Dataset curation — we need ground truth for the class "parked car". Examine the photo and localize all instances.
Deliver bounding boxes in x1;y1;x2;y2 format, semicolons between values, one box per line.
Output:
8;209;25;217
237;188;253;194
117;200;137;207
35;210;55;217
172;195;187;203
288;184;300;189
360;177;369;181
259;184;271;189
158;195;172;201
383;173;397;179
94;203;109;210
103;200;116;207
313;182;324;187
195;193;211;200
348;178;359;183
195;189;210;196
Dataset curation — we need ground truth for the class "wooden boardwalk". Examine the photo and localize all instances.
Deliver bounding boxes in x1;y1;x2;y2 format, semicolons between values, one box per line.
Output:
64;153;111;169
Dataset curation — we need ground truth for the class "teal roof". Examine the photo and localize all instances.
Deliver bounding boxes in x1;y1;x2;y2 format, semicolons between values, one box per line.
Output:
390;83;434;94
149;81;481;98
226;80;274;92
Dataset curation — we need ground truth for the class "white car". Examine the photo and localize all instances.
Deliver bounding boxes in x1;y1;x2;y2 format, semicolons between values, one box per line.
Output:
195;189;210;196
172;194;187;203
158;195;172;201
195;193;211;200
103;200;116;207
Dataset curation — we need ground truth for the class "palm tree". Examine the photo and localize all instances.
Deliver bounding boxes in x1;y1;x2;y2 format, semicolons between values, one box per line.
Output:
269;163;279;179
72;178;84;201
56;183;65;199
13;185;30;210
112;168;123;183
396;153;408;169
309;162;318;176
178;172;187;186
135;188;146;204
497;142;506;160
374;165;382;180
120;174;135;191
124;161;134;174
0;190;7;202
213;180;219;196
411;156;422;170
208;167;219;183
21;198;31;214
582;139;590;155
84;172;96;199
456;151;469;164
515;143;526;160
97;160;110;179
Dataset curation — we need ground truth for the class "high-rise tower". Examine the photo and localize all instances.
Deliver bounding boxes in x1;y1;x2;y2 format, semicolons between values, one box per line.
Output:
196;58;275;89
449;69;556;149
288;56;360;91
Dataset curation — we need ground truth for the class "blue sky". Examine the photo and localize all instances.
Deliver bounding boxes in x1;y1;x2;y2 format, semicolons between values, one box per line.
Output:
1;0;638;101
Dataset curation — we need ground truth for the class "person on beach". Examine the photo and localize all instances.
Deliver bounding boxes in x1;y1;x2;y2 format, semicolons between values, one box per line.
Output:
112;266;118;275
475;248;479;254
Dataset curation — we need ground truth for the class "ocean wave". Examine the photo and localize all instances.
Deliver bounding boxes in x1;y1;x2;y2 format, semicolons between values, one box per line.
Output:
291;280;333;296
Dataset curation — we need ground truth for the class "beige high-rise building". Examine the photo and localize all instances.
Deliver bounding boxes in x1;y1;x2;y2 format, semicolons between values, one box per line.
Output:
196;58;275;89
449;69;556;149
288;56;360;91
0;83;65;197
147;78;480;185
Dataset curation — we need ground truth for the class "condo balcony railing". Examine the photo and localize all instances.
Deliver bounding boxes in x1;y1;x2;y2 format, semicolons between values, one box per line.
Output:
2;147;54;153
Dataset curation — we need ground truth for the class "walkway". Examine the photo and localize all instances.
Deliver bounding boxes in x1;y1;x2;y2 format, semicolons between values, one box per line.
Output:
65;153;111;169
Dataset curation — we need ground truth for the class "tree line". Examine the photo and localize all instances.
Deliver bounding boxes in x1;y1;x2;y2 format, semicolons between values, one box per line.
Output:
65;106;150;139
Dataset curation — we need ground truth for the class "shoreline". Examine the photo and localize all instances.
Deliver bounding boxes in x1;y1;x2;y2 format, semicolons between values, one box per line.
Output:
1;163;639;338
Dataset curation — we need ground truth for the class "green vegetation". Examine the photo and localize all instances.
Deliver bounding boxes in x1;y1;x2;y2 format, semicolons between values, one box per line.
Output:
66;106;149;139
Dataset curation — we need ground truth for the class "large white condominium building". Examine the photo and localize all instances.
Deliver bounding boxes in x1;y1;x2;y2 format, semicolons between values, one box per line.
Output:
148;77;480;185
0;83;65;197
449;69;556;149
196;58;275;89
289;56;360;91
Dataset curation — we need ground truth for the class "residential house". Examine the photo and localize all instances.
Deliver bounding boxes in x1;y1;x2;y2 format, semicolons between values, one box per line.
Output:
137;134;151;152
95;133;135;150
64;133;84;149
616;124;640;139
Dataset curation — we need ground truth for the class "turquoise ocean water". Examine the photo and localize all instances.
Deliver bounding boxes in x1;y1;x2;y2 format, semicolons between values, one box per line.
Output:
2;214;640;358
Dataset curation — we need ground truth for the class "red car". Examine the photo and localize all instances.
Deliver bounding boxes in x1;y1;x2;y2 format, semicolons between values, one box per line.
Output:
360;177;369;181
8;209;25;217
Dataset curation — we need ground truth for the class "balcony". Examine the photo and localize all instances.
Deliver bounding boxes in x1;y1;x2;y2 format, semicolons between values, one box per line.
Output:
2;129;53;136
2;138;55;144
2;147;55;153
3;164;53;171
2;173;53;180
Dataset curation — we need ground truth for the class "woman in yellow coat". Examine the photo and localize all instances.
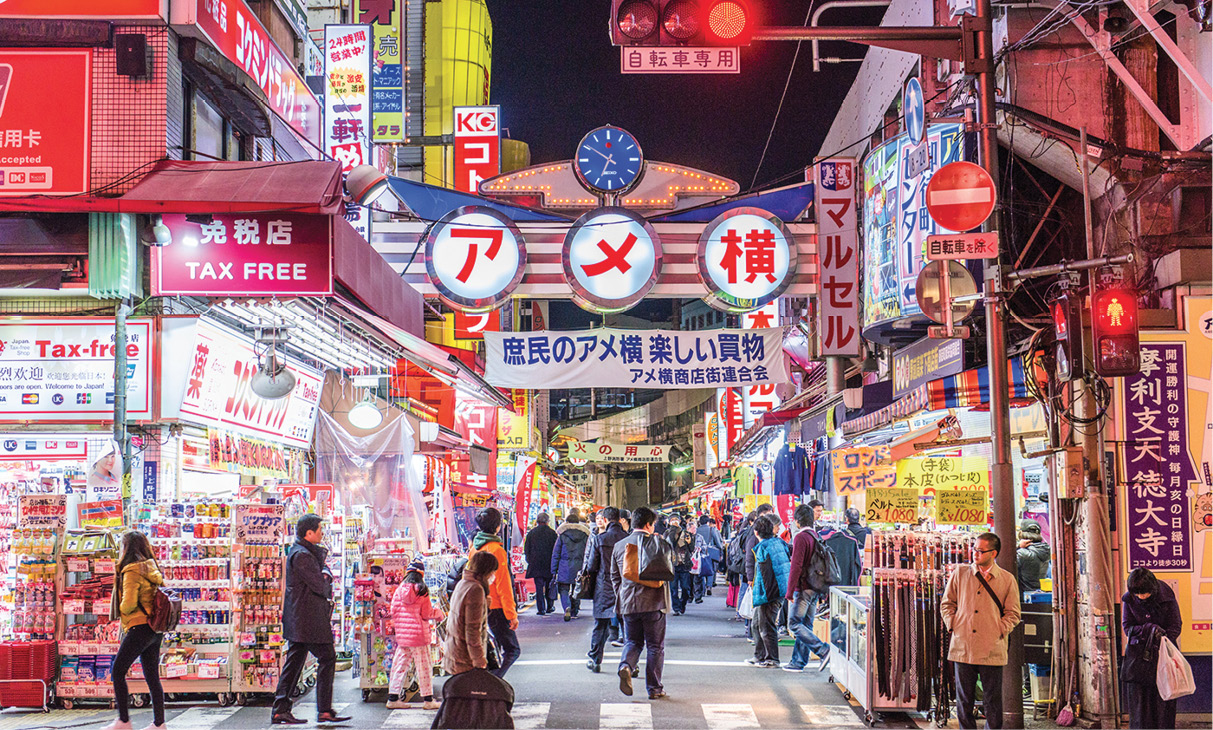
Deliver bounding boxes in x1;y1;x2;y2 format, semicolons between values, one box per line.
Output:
102;531;166;730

──────────

An exact copy of the material above is required, free of any pictures.

■ Answer to the problem:
Dataset curation — we need ground truth for the class "parked car". Examine the photo and localize all instances.
Deliver bounding boxes in x1;y1;x2;y2 format, semicolons between values, one box per line.
Output:
8;209;25;217
237;188;253;194
117;200;137;207
35;210;55;217
172;195;187;203
288;184;300;189
360;177;369;181
259;184;271;189
158;195;172;201
383;173;397;179
94;203;109;210
103;200;116;207
313;182;324;187
195;193;211;200
348;178;359;183
195;189;210;196
Dataset curation — we need ground truth for the class "wooden boardwalk". Examine the photo and localize all instances.
Deliver bounding boxes in x1;y1;x2;y2 format, semicolons between values, one box per line.
Output:
64;153;111;169
Dataset curation — we need ground truth for the class "teal roof". Examine the photo and localize all instances.
Deliver bounding boxes in x1;y1;x2;y2 format, semicolons between values, one box per line.
Output:
390;83;434;94
149;81;481;98
226;80;274;92
Dataset curation — we need ground truth for the class "white car". Examine the photo and localize all instances.
Deliver bounding boxes in x1;y1;x2;y2 format, semicolons between values, one box per line.
Output:
195;189;210;196
172;194;187;203
158;195;172;201
195;193;211;200
103;200;116;207
Dataset curation — we need ground truth for the class "palm tree". Examine the photo and localize all instances.
Deliver bounding boxes in x1;y1;x2;y2 format, semicolons between values, one box per line.
Output:
269;163;279;179
72;178;84;201
56;183;65;199
13;185;30;210
112;168;123;183
396;153;408;169
309;162;318;176
178;172;187;186
135;188;146;204
497;142;506;160
374;165;382;180
120;174;135;191
124;161;134;174
0;190;7;202
213;180;219;196
411;156;422;170
208;167;219;183
21;198;31;214
582;139;590;155
84;172;96;199
456;151;469;164
515;143;526;160
97;160;110;179
Dataset curation — we need ground truth for the class "high-rise tower". Examine the photo and localize all instances.
Deliver bounding boxes in x1;y1;x2;y2 format, semicolons between values, one box per line.
Output:
196;58;275;89
449;69;556;149
288;56;360;91
Dataset curation — we need ground truth for the class "blue sky". Examine the photo and localize all instances.
Deliver bounding boxes in x1;y1;x2;y2 format, semicolons between values, one box per line.
Output:
1;0;638;101
Dataset curation — we need ground truth for the class "person on beach". Examine the photo and localize all instances.
Deliver bounding boxes in x1;y1;x2;y2 format, semicolons between values, one box per line.
Output:
112;266;118;275
475;248;479;254
Dataset curation — we need ground truth for the class "ocean wave". Examine the photo and localize all instances.
Deliver bounding boxes in x1;y1;x2;y2 format, semicolons between values, one box per line.
Output:
291;280;333;296
Dataset curation — we need ground truth for the class "beige high-rise building". Examine the photo and localize all instances.
Deliver bounding boxes in x1;y1;x2;y2 format, semicolons between values, one box per line.
Output:
196;58;275;89
449;69;556;149
288;56;360;91
0;83;65;197
147;78;480;185
Dataset curation — we need ground truth for the class "condo balcony railing". Examine the photo and localize all instances.
Deliver bounding boxes in x1;y1;x2;y2 format, semicolons between values, one box per line.
Output:
2;147;54;153
Dataset curation — we need ground truth for the class "walkway". Examine the photo and localize all instances.
Deliver bounding boxes in x1;y1;x2;y2 format, semicolons between values, one box per line.
Output:
65;153;111;169
Dataset curation — we need ground truth for the class "tree line". Examine the photo and localize all instances.
Deliver bounding boxes in x1;y1;x2;y2 format, semicolons between values, one box per line.
Output:
65;106;150;139
Dataset curation — we need ground truth for the class "shoreline". Examine the photo and localize all instances.
Deliver bounding boxes in x1;y1;x2;y2 format, semicolons between values, one box per line.
Output:
1;163;639;338
Dataset curation — we need ground truth for the class "green vegetation". Examine the photo and localize all instances.
Deliver bounding boxes in x1;y1;x2;y2 format, semicolons between values, one box per line.
Output:
66;106;149;139
Dataset curation — we need ground truth for the class "large white condominium building". Examine the photo and localize all instances.
Deliver bounding boxes in x1;y1;x2;y2 format, semicolons between values, one box per line.
Output:
148;77;480;185
0;83;65;197
449;69;556;149
196;58;275;89
289;56;360;91
Dataset curation — we need ground truth for the class "residential house". Examine the photo and localize all instances.
Deliver bounding boxes in x1;y1;x2;y2 format, semicolons between values, one box per line.
Output:
137;134;151;152
95;133;135;150
64;133;84;149
616;124;640;139
Dataset curation — we need ground truth for the class "turquoise ocean water". Examine the photo and localize all instances.
Deliver bounding boxes in x1;y1;x2;y2 format, semicolons between values, one box per line.
Output:
2;214;640;358
Dataset curation — we need ground truth for the class "red car". Examine the photo and localize all instances.
Deliver bounding boxes in x1;y1;x2;y2 format, semicolons between values, one box per line.
Output:
360;177;369;181
8;209;25;217
Dataset curation — we need ground truth for the class "balcony". Examine the photo and localize all instances.
Deliver bounding boxes in x1;y1;x2;y2 format, semicolons between values, one box per line.
Output:
2;129;53;136
2;138;55;144
2;147;55;153
3;164;53;171
2;173;53;180
Dataset curation — we need ground truth for the class "woman in yellow coat". Examine the photo and localize all instances.
Deliver bounding boxes in x1;y1;x2;y2 format, semicolons between values, one box per line.
Output:
102;531;166;730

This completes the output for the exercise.